Count the lines in the records below that contain the string "brick", treating uppercase and lowercase as different. Reply with the number only.

--

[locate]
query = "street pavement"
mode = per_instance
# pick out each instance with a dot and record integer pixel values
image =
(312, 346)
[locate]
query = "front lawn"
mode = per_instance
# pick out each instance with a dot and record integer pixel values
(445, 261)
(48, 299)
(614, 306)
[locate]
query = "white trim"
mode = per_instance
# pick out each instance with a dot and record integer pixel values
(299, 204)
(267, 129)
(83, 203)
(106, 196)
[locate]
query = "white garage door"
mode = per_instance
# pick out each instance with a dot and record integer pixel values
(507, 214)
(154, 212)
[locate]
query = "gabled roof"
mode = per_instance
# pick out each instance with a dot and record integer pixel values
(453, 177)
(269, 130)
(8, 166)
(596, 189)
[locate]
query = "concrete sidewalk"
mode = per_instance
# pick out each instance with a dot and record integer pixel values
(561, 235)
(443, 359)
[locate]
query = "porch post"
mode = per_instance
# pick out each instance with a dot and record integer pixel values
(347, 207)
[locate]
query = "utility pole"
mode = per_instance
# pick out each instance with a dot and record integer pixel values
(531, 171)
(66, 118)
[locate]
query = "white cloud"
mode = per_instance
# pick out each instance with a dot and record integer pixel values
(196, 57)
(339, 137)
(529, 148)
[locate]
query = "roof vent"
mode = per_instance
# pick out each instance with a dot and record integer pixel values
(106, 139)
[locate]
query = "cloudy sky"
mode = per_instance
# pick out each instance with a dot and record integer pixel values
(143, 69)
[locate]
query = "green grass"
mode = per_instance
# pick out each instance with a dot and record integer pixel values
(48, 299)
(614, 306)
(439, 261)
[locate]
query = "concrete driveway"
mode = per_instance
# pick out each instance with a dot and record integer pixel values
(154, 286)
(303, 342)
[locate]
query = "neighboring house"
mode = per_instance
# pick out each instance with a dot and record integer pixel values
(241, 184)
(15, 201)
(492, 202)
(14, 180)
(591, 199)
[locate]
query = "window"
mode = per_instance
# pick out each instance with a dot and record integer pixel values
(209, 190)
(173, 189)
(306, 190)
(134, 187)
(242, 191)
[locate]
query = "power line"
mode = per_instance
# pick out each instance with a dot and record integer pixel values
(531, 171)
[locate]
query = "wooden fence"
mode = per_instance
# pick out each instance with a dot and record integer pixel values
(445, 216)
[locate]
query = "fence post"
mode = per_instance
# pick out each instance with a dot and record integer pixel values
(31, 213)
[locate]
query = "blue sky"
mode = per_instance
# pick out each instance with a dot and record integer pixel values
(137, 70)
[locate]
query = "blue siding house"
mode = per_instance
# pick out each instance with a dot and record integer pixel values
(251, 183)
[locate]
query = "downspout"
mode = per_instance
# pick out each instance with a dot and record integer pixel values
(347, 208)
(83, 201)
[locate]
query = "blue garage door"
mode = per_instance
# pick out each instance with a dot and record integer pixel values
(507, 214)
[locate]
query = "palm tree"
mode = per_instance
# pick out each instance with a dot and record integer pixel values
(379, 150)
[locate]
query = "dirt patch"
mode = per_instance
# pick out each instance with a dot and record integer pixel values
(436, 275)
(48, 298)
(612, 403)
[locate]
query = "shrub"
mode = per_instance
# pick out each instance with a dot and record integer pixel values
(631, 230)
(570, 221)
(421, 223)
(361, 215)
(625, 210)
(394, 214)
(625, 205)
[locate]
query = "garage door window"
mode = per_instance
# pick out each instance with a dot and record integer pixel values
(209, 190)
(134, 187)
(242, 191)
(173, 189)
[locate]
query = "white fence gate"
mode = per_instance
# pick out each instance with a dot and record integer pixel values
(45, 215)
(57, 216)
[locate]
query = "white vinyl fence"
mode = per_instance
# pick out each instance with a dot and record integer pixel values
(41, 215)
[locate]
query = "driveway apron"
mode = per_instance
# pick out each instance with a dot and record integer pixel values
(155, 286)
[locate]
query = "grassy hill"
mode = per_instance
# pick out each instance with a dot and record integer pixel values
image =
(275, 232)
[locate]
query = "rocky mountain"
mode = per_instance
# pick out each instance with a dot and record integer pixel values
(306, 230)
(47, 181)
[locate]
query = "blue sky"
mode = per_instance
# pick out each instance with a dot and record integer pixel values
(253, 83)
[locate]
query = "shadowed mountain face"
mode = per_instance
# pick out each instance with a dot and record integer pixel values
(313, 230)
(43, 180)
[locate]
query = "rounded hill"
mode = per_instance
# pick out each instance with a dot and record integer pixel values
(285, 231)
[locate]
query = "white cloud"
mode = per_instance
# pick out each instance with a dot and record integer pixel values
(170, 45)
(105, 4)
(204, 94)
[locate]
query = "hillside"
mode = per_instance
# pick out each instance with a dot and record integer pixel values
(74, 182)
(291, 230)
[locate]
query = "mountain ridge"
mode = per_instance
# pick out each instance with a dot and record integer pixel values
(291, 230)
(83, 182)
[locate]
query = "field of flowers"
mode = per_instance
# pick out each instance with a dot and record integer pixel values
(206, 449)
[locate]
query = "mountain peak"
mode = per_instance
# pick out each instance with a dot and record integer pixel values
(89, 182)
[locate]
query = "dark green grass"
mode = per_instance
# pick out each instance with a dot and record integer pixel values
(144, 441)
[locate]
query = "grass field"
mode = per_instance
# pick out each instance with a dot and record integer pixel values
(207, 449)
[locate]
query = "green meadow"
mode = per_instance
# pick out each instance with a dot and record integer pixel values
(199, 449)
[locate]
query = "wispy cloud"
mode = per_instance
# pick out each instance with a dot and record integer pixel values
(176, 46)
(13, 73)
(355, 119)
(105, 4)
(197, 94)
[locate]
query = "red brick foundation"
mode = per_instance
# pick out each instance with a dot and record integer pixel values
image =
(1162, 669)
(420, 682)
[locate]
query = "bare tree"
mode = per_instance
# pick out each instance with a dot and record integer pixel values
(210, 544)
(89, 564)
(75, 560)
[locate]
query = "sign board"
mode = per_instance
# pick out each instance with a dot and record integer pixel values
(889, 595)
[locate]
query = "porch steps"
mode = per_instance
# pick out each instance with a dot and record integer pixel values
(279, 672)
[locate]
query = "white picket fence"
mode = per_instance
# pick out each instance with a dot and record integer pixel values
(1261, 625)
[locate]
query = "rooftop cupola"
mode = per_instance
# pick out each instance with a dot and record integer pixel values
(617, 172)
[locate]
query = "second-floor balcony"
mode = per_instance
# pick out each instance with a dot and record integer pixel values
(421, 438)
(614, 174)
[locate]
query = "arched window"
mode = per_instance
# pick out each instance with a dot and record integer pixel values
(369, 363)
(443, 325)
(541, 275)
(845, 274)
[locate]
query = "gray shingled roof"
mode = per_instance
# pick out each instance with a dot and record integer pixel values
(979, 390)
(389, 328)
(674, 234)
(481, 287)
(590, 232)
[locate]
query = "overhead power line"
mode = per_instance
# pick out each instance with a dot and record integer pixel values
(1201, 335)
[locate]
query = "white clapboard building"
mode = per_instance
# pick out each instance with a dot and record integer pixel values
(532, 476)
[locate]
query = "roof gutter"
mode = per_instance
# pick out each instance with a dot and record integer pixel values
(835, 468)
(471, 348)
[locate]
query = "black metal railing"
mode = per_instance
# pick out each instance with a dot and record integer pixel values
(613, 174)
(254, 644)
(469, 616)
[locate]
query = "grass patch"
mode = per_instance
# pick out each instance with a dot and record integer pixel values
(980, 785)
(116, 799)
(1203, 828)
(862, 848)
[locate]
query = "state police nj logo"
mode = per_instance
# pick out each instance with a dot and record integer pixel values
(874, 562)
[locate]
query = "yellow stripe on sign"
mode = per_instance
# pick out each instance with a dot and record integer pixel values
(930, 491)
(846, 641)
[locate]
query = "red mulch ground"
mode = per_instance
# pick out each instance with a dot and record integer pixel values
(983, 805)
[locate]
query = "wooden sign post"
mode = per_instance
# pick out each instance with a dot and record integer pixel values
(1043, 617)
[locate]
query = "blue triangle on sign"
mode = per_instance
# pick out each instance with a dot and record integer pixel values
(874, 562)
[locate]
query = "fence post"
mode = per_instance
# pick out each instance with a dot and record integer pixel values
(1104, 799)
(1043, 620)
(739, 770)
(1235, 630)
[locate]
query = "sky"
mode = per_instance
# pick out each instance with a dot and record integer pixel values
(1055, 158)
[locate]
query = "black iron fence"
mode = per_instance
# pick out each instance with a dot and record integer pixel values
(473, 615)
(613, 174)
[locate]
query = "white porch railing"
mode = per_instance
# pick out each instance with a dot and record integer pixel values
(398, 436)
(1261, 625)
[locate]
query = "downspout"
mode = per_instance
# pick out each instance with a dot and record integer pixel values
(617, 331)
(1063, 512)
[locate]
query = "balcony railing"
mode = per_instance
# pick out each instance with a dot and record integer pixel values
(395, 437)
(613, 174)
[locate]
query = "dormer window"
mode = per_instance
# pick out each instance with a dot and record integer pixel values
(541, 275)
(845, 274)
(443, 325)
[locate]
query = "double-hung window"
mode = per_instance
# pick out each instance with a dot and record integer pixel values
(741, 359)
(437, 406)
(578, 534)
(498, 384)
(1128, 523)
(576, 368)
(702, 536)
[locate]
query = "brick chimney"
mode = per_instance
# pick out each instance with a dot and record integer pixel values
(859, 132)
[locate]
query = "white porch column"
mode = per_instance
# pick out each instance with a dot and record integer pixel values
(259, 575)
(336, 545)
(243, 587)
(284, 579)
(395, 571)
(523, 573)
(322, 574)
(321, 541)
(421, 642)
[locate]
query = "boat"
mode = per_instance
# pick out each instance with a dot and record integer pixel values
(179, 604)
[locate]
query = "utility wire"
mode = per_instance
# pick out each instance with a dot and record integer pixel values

--

#### The reply:
2